▶ **WORK TO BE COMPLETED**: Print the material below verbatim, every line of it.

▶ **DATA FOR THIS EXERCISE**:
#####

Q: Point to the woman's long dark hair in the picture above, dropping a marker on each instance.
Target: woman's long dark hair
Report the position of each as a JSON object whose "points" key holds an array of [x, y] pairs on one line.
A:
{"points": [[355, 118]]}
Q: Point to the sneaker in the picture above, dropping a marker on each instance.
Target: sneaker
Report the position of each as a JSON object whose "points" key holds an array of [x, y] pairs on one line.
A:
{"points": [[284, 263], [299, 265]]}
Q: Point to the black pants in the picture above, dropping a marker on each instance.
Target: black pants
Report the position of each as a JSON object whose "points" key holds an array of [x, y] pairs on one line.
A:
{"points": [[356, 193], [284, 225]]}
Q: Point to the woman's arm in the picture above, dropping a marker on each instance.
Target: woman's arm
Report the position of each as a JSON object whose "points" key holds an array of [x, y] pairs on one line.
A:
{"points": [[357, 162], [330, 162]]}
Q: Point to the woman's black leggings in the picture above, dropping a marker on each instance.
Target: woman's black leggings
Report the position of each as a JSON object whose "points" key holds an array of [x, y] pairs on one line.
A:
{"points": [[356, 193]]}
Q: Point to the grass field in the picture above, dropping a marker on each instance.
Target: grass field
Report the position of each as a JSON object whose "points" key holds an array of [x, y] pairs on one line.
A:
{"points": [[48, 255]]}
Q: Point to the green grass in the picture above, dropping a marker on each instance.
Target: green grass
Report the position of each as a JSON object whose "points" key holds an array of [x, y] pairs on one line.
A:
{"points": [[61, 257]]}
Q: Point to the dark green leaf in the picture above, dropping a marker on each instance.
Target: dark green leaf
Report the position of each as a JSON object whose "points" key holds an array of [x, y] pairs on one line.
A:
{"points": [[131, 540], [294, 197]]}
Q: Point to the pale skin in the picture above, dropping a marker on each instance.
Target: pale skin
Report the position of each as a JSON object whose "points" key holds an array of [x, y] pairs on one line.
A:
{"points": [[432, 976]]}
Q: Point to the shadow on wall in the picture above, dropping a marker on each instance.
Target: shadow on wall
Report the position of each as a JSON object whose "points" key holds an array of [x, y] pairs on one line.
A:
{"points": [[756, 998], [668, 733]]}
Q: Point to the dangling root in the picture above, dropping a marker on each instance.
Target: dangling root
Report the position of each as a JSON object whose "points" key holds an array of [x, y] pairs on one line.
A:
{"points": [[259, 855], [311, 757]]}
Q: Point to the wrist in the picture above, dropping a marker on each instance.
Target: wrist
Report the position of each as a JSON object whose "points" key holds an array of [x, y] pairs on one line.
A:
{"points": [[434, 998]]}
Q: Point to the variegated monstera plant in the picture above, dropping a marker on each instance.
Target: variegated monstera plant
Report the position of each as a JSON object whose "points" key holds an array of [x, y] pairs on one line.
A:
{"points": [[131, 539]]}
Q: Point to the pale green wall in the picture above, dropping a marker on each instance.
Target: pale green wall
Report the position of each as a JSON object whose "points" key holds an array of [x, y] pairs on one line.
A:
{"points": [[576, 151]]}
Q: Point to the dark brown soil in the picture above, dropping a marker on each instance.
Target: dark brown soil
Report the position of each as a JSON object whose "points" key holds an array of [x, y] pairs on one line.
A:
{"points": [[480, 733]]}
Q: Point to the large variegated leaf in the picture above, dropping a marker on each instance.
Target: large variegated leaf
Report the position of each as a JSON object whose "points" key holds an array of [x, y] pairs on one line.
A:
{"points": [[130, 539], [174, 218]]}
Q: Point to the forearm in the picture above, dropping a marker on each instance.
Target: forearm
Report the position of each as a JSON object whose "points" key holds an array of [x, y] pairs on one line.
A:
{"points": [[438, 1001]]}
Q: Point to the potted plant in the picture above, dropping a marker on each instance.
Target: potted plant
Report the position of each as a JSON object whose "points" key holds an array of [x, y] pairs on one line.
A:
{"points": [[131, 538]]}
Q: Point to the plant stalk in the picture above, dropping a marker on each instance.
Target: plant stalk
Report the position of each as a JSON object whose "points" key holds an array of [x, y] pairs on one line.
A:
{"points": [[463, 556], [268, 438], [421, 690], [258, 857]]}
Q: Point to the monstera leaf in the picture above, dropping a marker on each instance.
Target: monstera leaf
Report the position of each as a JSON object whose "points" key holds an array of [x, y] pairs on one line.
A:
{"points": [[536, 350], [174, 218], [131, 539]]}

#####

▶ **OUTPUT OF THE EXERCISE**:
Q: Point to the woman's long dark hair in the picture above, dropping a marker on each instance.
Target: woman's long dark hair
Report the position of each as a JSON object whose "points" key holds an array of [x, y] pairs on one line.
A:
{"points": [[355, 118]]}
Q: Point to the sneaker in the picture above, dropping a marker on each instance.
Target: sneaker
Report the position of each as a JSON object whose "points" key holds an array of [x, y] pairs on one line.
A:
{"points": [[284, 263], [299, 265]]}
Q: Point to the black pants in the picture above, dropping a marker on each instance.
Target: black pants
Report the position of each as a JSON object whose "points" key holds an array of [x, y] pairs on one line.
A:
{"points": [[356, 193], [284, 225]]}
Q: Point to the woman's arm in the picture above, dropping a marker on each instance.
Target: woman's arm
Report the position of each as a JSON object whose "points" key holds an array of [x, y] pairs on one line.
A:
{"points": [[357, 162], [330, 162]]}
Q: Point to the woman's black leggings in the picture above, dropping a marker on each instance.
Target: woman's black leggings
Report the position of each as a JSON object whose "points" key holds an array of [x, y] pairs on one line.
A:
{"points": [[356, 193]]}
Q: Point to the grass field in the picture above, dropping a marker on each instance.
Target: grass field
Report the position of each as a JSON object whose "points" key holds an array of [x, y] pairs on one line.
A:
{"points": [[48, 255]]}
Q: Point to the green grass in the picture above, dropping a marker on each instance.
Target: green grass
Report the position of each as a JSON object whose "points" key holds an array of [x, y] pairs on one line.
A:
{"points": [[61, 257]]}
Q: Point to the dark green leaf in the picture above, dropping a marker on each instance.
Target: dark green leaf
Report the position of each as a JSON object whose "points" key holds an array of [x, y] pairs on one line.
A:
{"points": [[131, 540], [294, 197]]}
Q: Point to the pale skin in the picture above, dropping a marker on each instance.
Target: pale skin
Report the position of each as a JSON object whose "points" key holds an array of [x, y] pairs on one line.
A:
{"points": [[432, 976]]}
Q: Point to the shadow on wall in the picture above, dropping a marker on each instance.
Target: shadow on wall
Report the position of each as a JSON object whose "points" key holds an array of [x, y] pairs on one line.
A:
{"points": [[756, 998], [668, 733]]}
Q: Point to the dangling root in the picture above, dropping a marker on each instance.
Target: dangling root
Report the position of each as a JSON object whose "points" key holds an array of [x, y] pairs on one line.
A:
{"points": [[259, 855], [311, 757]]}
Q: Point to the wrist in the picture above, dropping a marker on each instance.
Target: wrist
Report the position of each as a JSON object whose "points" key holds an array of [x, y] pairs on one line.
A:
{"points": [[434, 998]]}
Q: Point to the variegated monstera plant in the picture above, dropping a marker on each instance.
Target: variegated monstera plant
Report the position of each as a JSON object whose "points" key holds an array of [x, y] pairs on one line.
A:
{"points": [[131, 539]]}
Q: Point to the pale green wall in the picture above, dropping a marker on each instance.
Target: pale green wall
Report the position of each as a JSON object whose "points" key holds an array of [x, y] pairs on one line.
A:
{"points": [[576, 151]]}
Q: Point to the dark brown soil in the picture above, dropping a marker on each instance.
Target: dark brown soil
Report the position of each as a JSON object whose "points" key holds an array of [x, y] pairs on one line.
A:
{"points": [[480, 733]]}
Q: Point to the large variegated leaf in the picture above, dropping a marker on each instance.
Target: large variegated leaf
Report the position of each as a JSON object whose "points" key holds an array of [x, y] pairs on one line.
A:
{"points": [[130, 539], [174, 218]]}
Q: Point to the forearm in the picture above, dropping a marker on each instance.
Target: forearm
Report the position of each as a JSON object whose "points" key holds an array of [x, y] pairs on one line.
A:
{"points": [[438, 1001]]}
Q: Point to the potted plant in the picture above, dropping a marker on each instance.
Target: potted plant
Report the position of each as a JSON object whose "points" key holds an array of [x, y] pairs on one line.
A:
{"points": [[131, 538]]}
Q: Point to the plant stalk in the picture above, dropping a marker on each instance.
Target: plant stalk
Report the position of each as a JSON object whose "points" key holds an array of [x, y] pairs on one line.
A:
{"points": [[463, 556], [268, 438], [421, 690], [258, 857]]}
Q: Point to the monstera leaf in the picture above, dropping a marker on each instance.
Target: monstera leaf
Report the position of each as a JSON object whose "points" key holds an array of [x, y] pairs on one line.
A:
{"points": [[536, 350], [174, 218], [131, 539]]}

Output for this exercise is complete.